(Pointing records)

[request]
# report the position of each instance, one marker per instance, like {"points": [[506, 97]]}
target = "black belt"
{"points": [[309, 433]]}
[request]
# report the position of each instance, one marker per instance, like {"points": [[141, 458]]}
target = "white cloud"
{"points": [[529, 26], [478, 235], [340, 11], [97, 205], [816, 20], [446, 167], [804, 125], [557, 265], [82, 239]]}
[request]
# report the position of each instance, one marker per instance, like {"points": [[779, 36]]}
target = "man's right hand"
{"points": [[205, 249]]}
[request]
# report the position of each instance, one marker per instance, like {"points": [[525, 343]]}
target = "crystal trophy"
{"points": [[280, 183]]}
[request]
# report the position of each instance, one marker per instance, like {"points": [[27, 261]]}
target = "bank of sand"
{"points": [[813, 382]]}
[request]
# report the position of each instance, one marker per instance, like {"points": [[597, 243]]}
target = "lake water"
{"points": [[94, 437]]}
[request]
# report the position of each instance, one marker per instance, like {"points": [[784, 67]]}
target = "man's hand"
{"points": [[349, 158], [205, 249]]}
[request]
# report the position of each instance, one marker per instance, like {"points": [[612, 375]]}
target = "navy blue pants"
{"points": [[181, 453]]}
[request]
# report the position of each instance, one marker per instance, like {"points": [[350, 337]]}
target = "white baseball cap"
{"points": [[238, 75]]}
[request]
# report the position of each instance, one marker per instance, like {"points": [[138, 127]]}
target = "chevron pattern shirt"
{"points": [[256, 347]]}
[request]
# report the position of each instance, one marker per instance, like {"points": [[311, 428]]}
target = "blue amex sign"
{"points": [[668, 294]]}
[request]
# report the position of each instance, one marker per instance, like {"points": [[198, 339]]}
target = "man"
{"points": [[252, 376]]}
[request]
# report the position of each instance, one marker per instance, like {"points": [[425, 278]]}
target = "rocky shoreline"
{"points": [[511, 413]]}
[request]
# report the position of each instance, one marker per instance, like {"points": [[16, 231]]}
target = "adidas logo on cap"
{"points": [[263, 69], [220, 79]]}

▸ The problem
Report each line of the rows above that contains the word "white", copying the lines unchanged.

▸ Answer
target = "white cloud"
target = "white baseball cap"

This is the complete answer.